[Pointing and labeling entries]
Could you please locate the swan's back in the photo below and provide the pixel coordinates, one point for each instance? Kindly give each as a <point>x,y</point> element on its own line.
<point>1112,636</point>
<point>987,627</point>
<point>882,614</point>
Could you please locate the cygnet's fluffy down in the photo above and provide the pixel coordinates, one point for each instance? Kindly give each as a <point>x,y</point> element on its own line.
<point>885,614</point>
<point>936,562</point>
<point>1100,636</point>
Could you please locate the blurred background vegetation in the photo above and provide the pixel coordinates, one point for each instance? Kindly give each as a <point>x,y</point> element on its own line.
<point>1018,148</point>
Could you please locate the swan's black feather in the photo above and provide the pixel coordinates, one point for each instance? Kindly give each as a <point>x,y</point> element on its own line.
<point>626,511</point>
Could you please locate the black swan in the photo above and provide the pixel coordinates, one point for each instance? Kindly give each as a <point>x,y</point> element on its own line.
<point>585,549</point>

Objective: Write out all the records above again, replacing "pixel coordinates" with "image coordinates" wherever it occurs and keeping everything else the same.

Solution for this task:
Could you please locate the swan's back in the photo below and provide the image coordinates, one point for each instance? Kindly give each as a <point>x,y</point> element on its own line.
<point>1112,636</point>
<point>987,627</point>
<point>882,614</point>
Could you please locate the cygnet's fluffy down in the photo above and provide the image coordinates, one point for each instance? Kindly give each as a <point>x,y</point> element on its own line.
<point>885,614</point>
<point>936,562</point>
<point>1100,636</point>
Could you please locate the blurred background vegetation in the photo above and provide the image coordinates, one point for each instance? Kindly give each as a <point>x,y</point> element on its own line.
<point>1018,148</point>
Could you please locate the swan's black feather in the photo above and provide the image coordinates, one point for each instance? Kindly give each as a <point>x,y</point> element on its own line.
<point>626,511</point>
Could you please locate the black swan in the photo above and provide the image coordinates, one point for each instance? Kindly give each as a <point>x,y</point> element on its own line.
<point>585,549</point>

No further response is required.